**EXCERPTED RECORDS:**
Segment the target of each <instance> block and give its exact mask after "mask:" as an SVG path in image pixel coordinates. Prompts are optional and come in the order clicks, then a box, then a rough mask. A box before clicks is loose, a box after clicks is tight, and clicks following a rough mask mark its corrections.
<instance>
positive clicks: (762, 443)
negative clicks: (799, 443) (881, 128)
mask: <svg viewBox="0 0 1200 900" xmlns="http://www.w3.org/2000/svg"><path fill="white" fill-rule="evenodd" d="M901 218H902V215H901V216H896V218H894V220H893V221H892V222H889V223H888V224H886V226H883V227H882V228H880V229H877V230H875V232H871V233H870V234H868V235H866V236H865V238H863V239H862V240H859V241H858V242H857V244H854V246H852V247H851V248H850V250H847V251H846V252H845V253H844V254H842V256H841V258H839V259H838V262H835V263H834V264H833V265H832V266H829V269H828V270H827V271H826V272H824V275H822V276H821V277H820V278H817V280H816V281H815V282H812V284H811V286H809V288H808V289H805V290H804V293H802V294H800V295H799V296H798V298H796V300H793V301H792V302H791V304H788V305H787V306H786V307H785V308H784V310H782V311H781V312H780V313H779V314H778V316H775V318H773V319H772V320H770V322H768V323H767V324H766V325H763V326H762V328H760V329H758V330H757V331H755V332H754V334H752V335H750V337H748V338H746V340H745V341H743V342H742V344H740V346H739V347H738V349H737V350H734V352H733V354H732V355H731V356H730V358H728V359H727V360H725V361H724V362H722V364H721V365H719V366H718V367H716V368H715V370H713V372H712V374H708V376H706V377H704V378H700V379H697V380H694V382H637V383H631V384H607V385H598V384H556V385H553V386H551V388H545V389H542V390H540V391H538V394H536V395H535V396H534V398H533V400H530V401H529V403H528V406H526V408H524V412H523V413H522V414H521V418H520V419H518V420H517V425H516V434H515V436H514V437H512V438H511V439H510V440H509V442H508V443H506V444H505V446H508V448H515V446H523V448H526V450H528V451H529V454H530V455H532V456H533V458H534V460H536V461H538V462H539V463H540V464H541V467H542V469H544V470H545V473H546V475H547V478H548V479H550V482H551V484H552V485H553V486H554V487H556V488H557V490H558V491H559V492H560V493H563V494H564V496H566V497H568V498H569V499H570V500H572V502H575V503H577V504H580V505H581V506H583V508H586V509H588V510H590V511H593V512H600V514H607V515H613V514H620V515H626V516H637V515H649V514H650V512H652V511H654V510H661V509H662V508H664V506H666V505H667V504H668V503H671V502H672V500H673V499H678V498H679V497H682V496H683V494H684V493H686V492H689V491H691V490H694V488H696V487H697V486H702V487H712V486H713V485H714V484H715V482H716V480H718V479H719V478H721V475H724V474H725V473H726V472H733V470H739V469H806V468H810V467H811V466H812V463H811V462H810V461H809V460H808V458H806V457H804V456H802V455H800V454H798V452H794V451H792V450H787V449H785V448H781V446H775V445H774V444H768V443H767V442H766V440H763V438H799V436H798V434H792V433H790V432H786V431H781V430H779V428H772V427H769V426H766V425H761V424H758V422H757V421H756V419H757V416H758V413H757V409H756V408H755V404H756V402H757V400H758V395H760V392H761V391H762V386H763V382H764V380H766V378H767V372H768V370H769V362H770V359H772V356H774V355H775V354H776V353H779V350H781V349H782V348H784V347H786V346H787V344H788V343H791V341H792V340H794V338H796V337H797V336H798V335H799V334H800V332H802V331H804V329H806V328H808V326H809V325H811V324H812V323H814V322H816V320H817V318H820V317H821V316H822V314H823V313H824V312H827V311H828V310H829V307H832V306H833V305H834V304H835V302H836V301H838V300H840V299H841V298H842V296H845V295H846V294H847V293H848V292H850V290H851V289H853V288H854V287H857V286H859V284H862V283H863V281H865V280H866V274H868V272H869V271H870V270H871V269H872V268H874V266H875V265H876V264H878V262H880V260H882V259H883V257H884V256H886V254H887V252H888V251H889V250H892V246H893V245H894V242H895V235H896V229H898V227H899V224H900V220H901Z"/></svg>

**WHAT YOU NEED TO DO:** Copy the listing above line for line, leaving every character unchanged.

**EXERCISE OUTPUT:**
Segment the target of each <instance> block and give its exact mask after "mask:" as an SVG path in image pixel coordinates. Prompts are optional and come in the order clicks, then a box, then a rough mask. A box before clicks is loose, a box after clicks is tight, and clicks following a rough mask mark its corrections.
<instance>
positive clicks: (762, 443)
negative clicks: (799, 443) (881, 128)
mask: <svg viewBox="0 0 1200 900" xmlns="http://www.w3.org/2000/svg"><path fill="white" fill-rule="evenodd" d="M901 218H902V215H901V216H896V218H894V220H893V221H892V222H889V223H888V224H886V226H883V227H882V228H880V229H877V230H875V232H871V233H870V234H868V235H866V236H865V238H863V239H862V240H859V241H858V242H857V244H854V246H852V247H851V248H850V250H847V251H846V252H845V253H844V254H842V256H841V258H839V259H838V262H835V263H834V264H833V265H832V266H829V269H828V270H827V271H826V272H824V275H822V276H821V277H820V278H817V280H816V281H815V282H812V284H811V286H809V288H808V289H805V290H804V293H802V294H800V295H799V296H798V298H796V300H793V301H792V302H791V304H788V305H787V306H786V307H785V308H784V310H782V311H781V312H780V313H779V314H778V316H775V318H773V319H772V320H770V322H768V323H767V324H766V325H763V326H762V328H760V329H758V330H757V331H755V332H754V334H752V335H750V337H748V338H746V340H745V341H743V342H742V344H740V346H739V347H738V349H737V350H734V352H733V354H732V355H731V356H730V358H728V359H727V360H725V361H724V362H722V364H721V365H719V366H718V367H716V368H715V370H713V372H712V374H708V376H706V377H704V378H700V379H697V380H694V382H637V383H631V384H607V385H598V384H556V385H553V386H551V388H545V389H542V390H540V391H538V394H536V395H535V396H534V398H533V400H530V401H529V403H528V406H526V408H524V412H523V413H522V414H521V418H520V419H518V420H517V425H516V434H515V436H514V437H512V438H511V439H510V440H509V442H508V443H506V444H505V446H508V448H515V446H523V448H526V450H528V451H529V454H530V455H532V456H533V458H534V460H536V461H538V462H539V463H540V464H541V467H542V469H544V470H545V473H546V475H547V478H548V479H550V482H551V484H552V485H553V486H554V487H556V488H557V490H558V491H559V492H560V493H563V494H564V496H566V497H568V498H569V499H570V500H572V502H575V503H577V504H580V505H581V506H583V508H586V509H588V510H590V511H593V512H600V514H607V515H613V514H620V515H626V516H637V515H649V514H650V512H652V511H654V510H661V509H662V508H664V506H666V505H667V504H668V503H671V502H672V500H673V499H678V498H679V497H682V496H683V494H684V493H686V492H689V491H691V490H694V488H696V487H697V486H702V487H712V486H713V485H714V484H715V482H716V480H718V479H719V478H721V475H724V474H725V473H726V472H733V470H739V469H806V468H810V467H811V466H812V463H811V462H810V461H809V460H808V458H806V457H804V456H802V455H800V454H798V452H794V451H792V450H787V449H785V448H781V446H775V445H774V444H768V443H767V442H766V440H763V438H799V436H798V434H792V433H790V432H786V431H781V430H779V428H772V427H769V426H766V425H761V424H758V422H757V421H756V419H757V416H758V413H757V409H756V408H755V404H756V402H757V400H758V395H760V392H761V391H762V386H763V382H764V380H766V378H767V372H768V370H769V362H770V359H772V356H774V355H775V354H776V353H779V350H781V349H782V348H784V347H786V346H787V344H788V343H791V341H792V340H794V338H796V337H797V336H798V335H799V334H800V332H802V331H804V329H806V328H808V326H809V325H811V324H812V323H814V322H816V320H817V318H820V317H821V316H822V314H823V313H824V312H827V311H828V310H829V307H832V306H833V305H834V304H835V302H836V301H838V300H840V299H841V298H842V296H845V295H846V294H847V293H848V292H850V290H851V289H853V288H854V287H857V286H859V284H862V283H863V281H865V280H866V274H868V272H869V271H870V270H871V269H872V268H874V266H875V265H876V264H878V262H880V260H882V259H883V257H884V256H886V254H887V252H888V251H889V250H892V246H893V245H894V242H895V235H896V229H898V227H899V224H900V220H901Z"/></svg>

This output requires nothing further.